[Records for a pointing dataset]
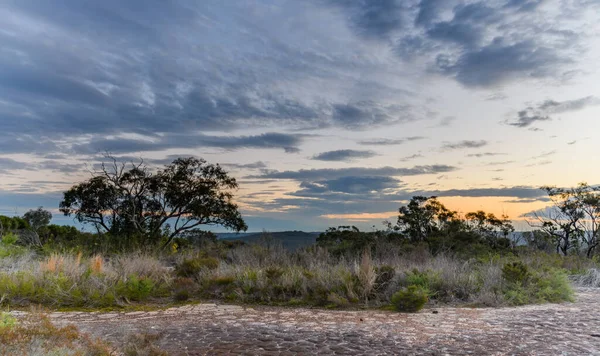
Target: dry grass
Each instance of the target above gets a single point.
(36, 335)
(259, 274)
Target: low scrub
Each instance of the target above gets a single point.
(272, 275)
(410, 299)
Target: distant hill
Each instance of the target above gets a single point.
(291, 240)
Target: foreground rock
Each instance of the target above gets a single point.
(210, 329)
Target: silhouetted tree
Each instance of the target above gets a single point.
(423, 217)
(38, 218)
(129, 199)
(574, 218)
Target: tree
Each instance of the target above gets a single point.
(423, 217)
(38, 218)
(573, 220)
(490, 227)
(129, 199)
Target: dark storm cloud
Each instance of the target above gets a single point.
(286, 142)
(343, 155)
(430, 10)
(460, 33)
(331, 173)
(111, 67)
(373, 18)
(464, 144)
(501, 61)
(319, 197)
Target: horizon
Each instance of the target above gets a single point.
(327, 112)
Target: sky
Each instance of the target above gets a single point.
(327, 112)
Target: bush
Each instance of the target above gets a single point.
(7, 321)
(543, 285)
(385, 276)
(9, 239)
(182, 287)
(515, 272)
(591, 278)
(192, 266)
(410, 299)
(135, 288)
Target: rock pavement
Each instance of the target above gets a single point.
(211, 329)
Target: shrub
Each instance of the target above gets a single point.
(273, 273)
(7, 321)
(9, 239)
(336, 300)
(410, 299)
(591, 278)
(135, 288)
(182, 287)
(385, 275)
(192, 266)
(515, 272)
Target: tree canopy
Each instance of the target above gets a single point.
(38, 218)
(130, 199)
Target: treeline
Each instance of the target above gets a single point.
(129, 206)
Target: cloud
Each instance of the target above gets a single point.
(518, 192)
(447, 121)
(331, 173)
(500, 163)
(459, 33)
(348, 184)
(320, 197)
(464, 144)
(486, 154)
(500, 62)
(368, 113)
(344, 155)
(430, 10)
(272, 140)
(557, 107)
(255, 165)
(526, 118)
(374, 19)
(389, 141)
(411, 157)
(543, 110)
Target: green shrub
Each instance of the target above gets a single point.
(182, 287)
(9, 239)
(337, 300)
(7, 321)
(135, 288)
(223, 280)
(385, 275)
(515, 272)
(273, 273)
(410, 299)
(192, 266)
(553, 287)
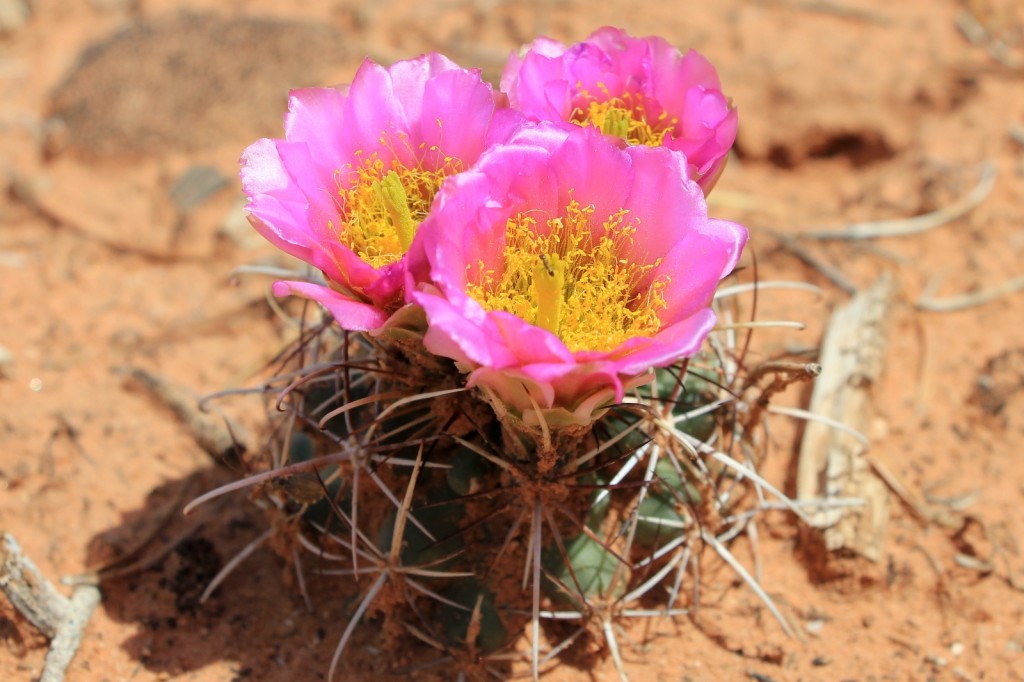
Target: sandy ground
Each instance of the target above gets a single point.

- EXERCISE TASK:
Reproduce every line of the records above word for word, leaving out the pictures.

- PROBLEM SOLUTION:
Target: dry grass
Each instance of the target above gets a single point.
(36, 335)
(259, 274)
Target: low scrub
Each instance of the target above gets a single point.
(272, 275)
(410, 299)
Target: distant hill
Each instance of the target above gets a single point.
(291, 240)
Target: foreground rock
Each instance of the target above gets a single point.
(210, 329)
Target: silhouetted tree
Each instance of the target above gets a single point.
(423, 217)
(38, 218)
(129, 199)
(574, 218)
Target: tree
Each instance of the target above gets a single point.
(423, 217)
(38, 218)
(573, 220)
(490, 227)
(129, 199)
Target: dark storm cloud
Each instance of the target above gets a single point.
(286, 142)
(343, 155)
(430, 10)
(460, 33)
(331, 173)
(111, 67)
(373, 18)
(464, 144)
(501, 61)
(319, 197)
Target: horizon
Each instance of the target above gets a single point.
(327, 112)
Target: sky
Each instance of the target above gets a single point.
(327, 112)
Target: bush
Each instance of the target above gets a single point.
(7, 321)
(543, 285)
(385, 276)
(9, 239)
(182, 287)
(515, 272)
(591, 278)
(192, 266)
(410, 299)
(135, 288)
Target: rock pavement
Each instance of the target above gets a single point.
(211, 329)
Target: shrub
Each instance of the target above gets a single point.
(273, 273)
(7, 321)
(9, 239)
(336, 300)
(410, 299)
(591, 278)
(135, 288)
(182, 287)
(385, 275)
(192, 266)
(515, 272)
Target: tree canopy
Each instance of the target above gets a single point.
(38, 218)
(130, 199)
Target: treeline
Each instance of the target above gets a single point.
(129, 206)
Target: cloud
Each instance of the target above gets a single point.
(518, 192)
(447, 121)
(331, 173)
(500, 163)
(459, 33)
(348, 184)
(320, 197)
(464, 144)
(486, 154)
(500, 62)
(368, 113)
(344, 155)
(430, 10)
(272, 140)
(557, 107)
(255, 165)
(526, 118)
(374, 19)
(389, 141)
(411, 157)
(543, 110)
Target: green shrub
Each instance of the target above gets a single point.
(182, 287)
(9, 239)
(337, 300)
(7, 321)
(135, 288)
(223, 280)
(385, 275)
(515, 272)
(273, 273)
(410, 299)
(192, 266)
(553, 287)
Target: sandy ground
Each instance of the target above gets a single point.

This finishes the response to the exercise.